● **Actions to take**
a: Answer these questions using the article on the U.A.E. detainees:
(i) What did the petition that Ahmed Mansour helped organize call for?
(ii) At which university does Matt J. Duffy teach journalism?
(iii) Which two local newspapers are named as having covered the trial?
b: Set down the stretch of the article on the U.A.E. detainees from "No context, no" through "published next year.", word for word.
c: Resume the article on the U.A.E. detainees, continuing on from its last sentence.

● **Document section**
The individuals to whom I spoke were friendly and eager to share their viewpoints. While their viewpoint is the exact opposite of my experience as an American journalist who firmly believes in the right to speak truth to power, I enjoyed speaking with them and getting a window into their lives and their values. As an expat living in the U.A.E., it is sometimes difficult to interact with Emiratis, many of whom keep to themselves as a minority in their own country.

Pardon or no, I don’t think we’ve heard the last of this. Ahmed Mansour, one of the detainees, said he would continue to fight for political change. Part of what got him arrested it is the organization of a petition calling for democratically elected parliament with legislative powers. He told the Financial Times that he has no regrets about the advocacy that led to his jailing, during which time he said he was physically mistreated and denied medical care.

In a related and bit more inside-baseball issue, Matt J. Duffy, an American professor of journalism at Zayed University in Abu Dhabi, has been tracking media coverage of the U.A.E.’s Arab Spring moment. To his mind, the coverage in the international press played a role in the men getting pardoned.

He is critical of the coverage in the local media. “There has been very little coverage of the arrest, the reasons for arrest and the controversy surrounding their arrest,” he said in an interview with the Doha Centre for Media Freedom Tuesday.

The Gulf News and The National has covered the trial and offered the barest of facts about the case. They haven’t covered any of the outside condemnations of the trial from human rights organizations. They haven’t covered the allegations the activists’ family made about how they have been treated in prison.

No context, no explanation, just a rote listing of information given out by the government. No voices “on the other side.”

The U.A.E. does not have a free press in the generally accepted meaning of one. I had no illusions about joining a Western-style media organization when I first came out here and I witnessed first-hand both overt censorship and its soft-sided sibling in the guise of what is culturally acceptable.  Still, I think Duffy’s efforts to hold the local media to high standards, as well as his work training young Emirati journalists, are commendable and I look forward to reading his book on his experiences when it’s published next year.

● **Information shown**
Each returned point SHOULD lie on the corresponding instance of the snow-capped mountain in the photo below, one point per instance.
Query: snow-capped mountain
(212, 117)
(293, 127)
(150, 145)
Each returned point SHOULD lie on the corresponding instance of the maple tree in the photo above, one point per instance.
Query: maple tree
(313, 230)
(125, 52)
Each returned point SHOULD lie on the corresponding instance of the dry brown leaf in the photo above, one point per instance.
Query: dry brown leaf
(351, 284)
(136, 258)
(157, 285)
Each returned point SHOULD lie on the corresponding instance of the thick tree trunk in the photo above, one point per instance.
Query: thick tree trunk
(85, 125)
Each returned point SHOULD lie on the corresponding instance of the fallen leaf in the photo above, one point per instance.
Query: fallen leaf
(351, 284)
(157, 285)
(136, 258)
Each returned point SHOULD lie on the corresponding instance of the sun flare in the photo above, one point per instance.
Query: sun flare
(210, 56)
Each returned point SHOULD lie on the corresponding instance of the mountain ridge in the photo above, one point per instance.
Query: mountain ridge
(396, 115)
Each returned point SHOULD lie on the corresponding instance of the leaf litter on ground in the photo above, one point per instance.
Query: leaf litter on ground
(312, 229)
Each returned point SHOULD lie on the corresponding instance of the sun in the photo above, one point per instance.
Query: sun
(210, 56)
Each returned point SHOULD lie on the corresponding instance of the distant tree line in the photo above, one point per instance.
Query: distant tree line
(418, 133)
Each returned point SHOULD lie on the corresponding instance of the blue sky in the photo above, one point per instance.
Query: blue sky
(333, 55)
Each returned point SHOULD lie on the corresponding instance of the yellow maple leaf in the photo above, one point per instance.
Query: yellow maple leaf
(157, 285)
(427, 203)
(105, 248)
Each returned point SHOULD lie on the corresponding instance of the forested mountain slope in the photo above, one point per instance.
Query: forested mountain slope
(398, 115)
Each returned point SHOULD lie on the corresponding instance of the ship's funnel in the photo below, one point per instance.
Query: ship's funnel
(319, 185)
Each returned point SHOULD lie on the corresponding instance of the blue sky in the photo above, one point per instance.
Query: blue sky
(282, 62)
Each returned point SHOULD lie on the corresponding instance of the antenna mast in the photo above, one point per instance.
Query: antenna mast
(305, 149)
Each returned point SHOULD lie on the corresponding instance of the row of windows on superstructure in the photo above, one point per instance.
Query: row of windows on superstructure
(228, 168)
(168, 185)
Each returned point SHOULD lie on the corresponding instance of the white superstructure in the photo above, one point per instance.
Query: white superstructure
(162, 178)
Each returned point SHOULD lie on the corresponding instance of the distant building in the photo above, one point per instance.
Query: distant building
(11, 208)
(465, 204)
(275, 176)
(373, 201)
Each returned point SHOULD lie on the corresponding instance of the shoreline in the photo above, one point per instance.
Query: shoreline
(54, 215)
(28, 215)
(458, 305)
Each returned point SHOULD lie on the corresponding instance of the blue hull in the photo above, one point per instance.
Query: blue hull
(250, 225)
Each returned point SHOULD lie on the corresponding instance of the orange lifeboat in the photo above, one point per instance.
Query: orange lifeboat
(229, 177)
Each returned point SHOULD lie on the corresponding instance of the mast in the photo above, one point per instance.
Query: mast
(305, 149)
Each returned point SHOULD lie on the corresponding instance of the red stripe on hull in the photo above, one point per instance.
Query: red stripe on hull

● **Numbered responses**
a:
(i) A democratically elected parliament with legislative powers.
(ii) Zayed University in Abu Dhabi.
(iii) The Gulf News and The National.

b:
No context, no explanation, just a rote listing of information given out by the government. No voices “on the other side.”

The U.A.E. does not have a free press in the generally accepted meaning of one. I had no illusions about joining a Western-style media organization when I first came out here and I witnessed first-hand both overt censorship and its soft-sided sibling in the guise of what is culturally acceptable.  Still, I think Duffy’s efforts to hold the local media to high standards, as well as his work training young Emirati journalists, are commendable and I look forward to reading his book on his experiences when it’s published next year.

c:
I’m sure that during this long holiday weekend, Mansour and the four other men are cherishing being home with their families. There was an assault, it was reported, between ralliers and a family member of one of the detained following the verdict. I’m not sure where the investigation into this is but it reminded me of the distinctly more angry vibe I got from the crowd on the second day I hung out with those outside the Abu Dhabi courthouse. A couple of people – off the record; I didn’t even write down the names, much less the comments – told me they were concerned about the men’s safety should a pardon come down. I certainly hope cool heads prevail.

The whole episode underscores to me the balancing act I refer to in the intro to this blog. “East” versus “West.” The way things have been done versus making a change. The U.A.E. has experienced an amazing transformation in the last 40 years, good, bad and everything in between. There are growing pains, to say he least. How to deal with it all? I’ll leave the last word to Al Qassemi who wrote in his April column:

“The renowned Islamic jurist Imam Al Shafei said more than a thousand years ago: ‘My opinion is right but it could possibly be wrong. Your opinion is wrong but it could possibly be right.’ No one has exclusivity over what’s right and what isn’t, and certainly no one has a monopoly on wisdom. The petty accusations are distracting us from meeting the real common challenges that Gulf citizens need to be concentrating on today, both external and internal.”